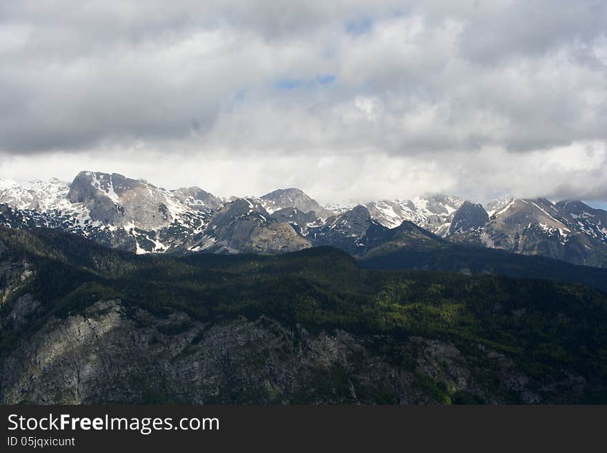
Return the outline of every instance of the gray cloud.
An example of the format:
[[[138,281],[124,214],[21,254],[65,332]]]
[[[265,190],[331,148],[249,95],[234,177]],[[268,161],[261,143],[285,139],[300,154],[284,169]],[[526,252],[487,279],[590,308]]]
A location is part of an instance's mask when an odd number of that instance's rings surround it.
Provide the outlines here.
[[[604,199],[606,23],[590,0],[4,2],[0,170],[179,184],[162,156],[221,192]],[[208,171],[234,163],[275,174]]]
++++++
GIVEN PROBLEM: Rewrite the records above, replacing "gray cloud" with "storm cloud" and changing nothing else. Omit the pictures from your answer.

TASK SOLUTION:
Return the outline of every instance of the storm cloud.
An example of the format:
[[[138,281],[124,214],[21,254],[65,332]]]
[[[265,190],[331,148],[249,95],[234,177]],[[268,161],[261,143],[285,139],[300,154],[284,169]],[[526,252],[487,279],[590,308]]]
A location is part of an instance's mask when an odd number of that instance's rings surround it.
Provide the outlines here.
[[[604,199],[606,23],[590,0],[4,2],[0,170],[179,184],[162,156],[221,192]],[[208,171],[234,163],[275,174]]]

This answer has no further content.